#### Extract to read:
****

Rafael Vergara of Carey takes an in-depth look at mining in Latin America.
"Governments are placing pressure on mining companies to take a greater role in supporting the broader community through social and logistical infrastructure, community developments, local hiring, and procurement and training practices."
Latin America slips but stays on top
In the last years, the region maintained its leading position in attracting mining investment, with 28 per cent of the total investment pipeline (source: Engineering and Mining Journal 2012), though the mining exploration has declined and new exploitation projects or expansions have been slowed by global economic uncertainty, volatility of markets, softening commodity prices, and higher input costs.
Notwithstanding this, the region is being targeted for inbound investment; this is partly due to the scale of opportunity where much of the region is yet to be subjected to vast exploration and partly a result of the relative attractive regulatory environment of countries such as Chile, Peru, Colombia and Mexico, which are well positioned to supply the global market.
The region has also benefited from these facts and continues being a very important target of many international mining companies. Thus, 25 per cent in 2012 of the world’s total investment in nonferrous exploration were spent in our region, keeping its position from 1994, as “the most popular exploration destination” (source: Metals Economics Group). New high-grade deposits are being discovered and new resources and reserves are being identified in the mines under exploitation. Even though most of the projects that were frozen in 2008–09 were back on track in 2010–11, and a quarter of world investment is attracted to this region, it is perceived that the construction and expansions of projects are slower and more difficult, mainly due to the factors mentioned below.
Latin America is still an important base for the world supply of metals and a substantial global mineral reserve. Currently, the region produces 45 per cent of global copper production, 50 per cent silver, 26 per cent molybdenum, 21 per cent zinc and 20 per cent gold.

****

#### Problem:
Rewrite the stretch from "Latin America is" through "per cent gold." of the mining text, with "molybdenum" replaced by "nickel".

#### Input data:
****

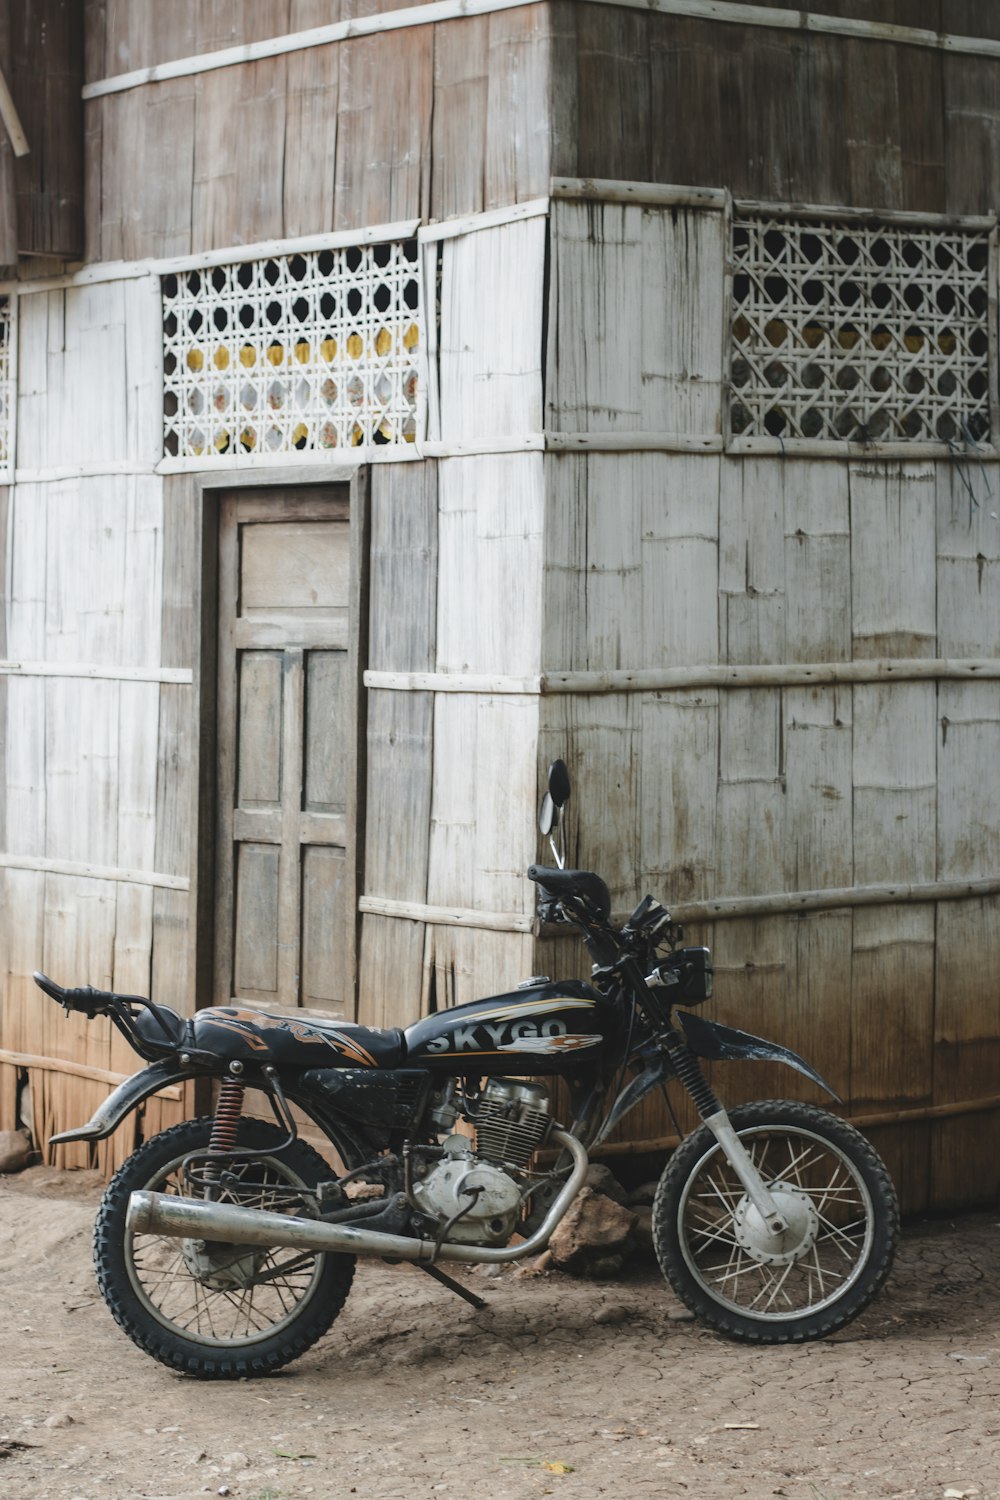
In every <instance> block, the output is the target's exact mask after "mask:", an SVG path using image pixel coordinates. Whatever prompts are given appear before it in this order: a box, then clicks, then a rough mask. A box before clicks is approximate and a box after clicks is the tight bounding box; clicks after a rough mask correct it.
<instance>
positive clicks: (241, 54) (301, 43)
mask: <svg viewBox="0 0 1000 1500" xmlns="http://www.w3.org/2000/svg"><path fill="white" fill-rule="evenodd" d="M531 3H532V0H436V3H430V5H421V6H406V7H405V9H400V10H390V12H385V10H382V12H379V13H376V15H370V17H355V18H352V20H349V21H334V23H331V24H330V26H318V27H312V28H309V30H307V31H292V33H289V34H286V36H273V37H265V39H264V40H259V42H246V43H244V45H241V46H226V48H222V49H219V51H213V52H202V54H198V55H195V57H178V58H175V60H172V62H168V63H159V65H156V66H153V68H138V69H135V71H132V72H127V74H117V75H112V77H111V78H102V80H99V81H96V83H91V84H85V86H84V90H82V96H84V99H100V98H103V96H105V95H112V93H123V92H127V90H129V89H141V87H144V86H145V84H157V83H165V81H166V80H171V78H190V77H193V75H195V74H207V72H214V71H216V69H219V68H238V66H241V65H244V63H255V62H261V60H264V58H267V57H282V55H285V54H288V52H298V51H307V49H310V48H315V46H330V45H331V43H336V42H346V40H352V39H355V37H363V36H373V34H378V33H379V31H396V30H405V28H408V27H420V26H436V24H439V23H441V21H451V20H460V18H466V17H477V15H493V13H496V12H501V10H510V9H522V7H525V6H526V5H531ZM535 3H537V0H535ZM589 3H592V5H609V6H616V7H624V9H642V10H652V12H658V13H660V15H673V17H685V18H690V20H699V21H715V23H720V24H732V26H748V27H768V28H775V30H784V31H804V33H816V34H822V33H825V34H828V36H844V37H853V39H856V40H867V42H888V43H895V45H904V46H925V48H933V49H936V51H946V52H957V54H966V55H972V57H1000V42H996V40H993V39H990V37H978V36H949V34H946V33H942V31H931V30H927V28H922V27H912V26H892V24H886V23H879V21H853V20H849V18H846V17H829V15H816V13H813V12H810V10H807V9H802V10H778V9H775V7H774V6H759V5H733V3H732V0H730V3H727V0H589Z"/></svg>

****

#### Response:
Latin America is still an important base for the world supply of metals and a substantial global mineral reserve. Currently, the region produces 45 per cent of global copper production, 50 per cent silver, 26 per cent nickel, 21 per cent zinc and 20 per cent gold.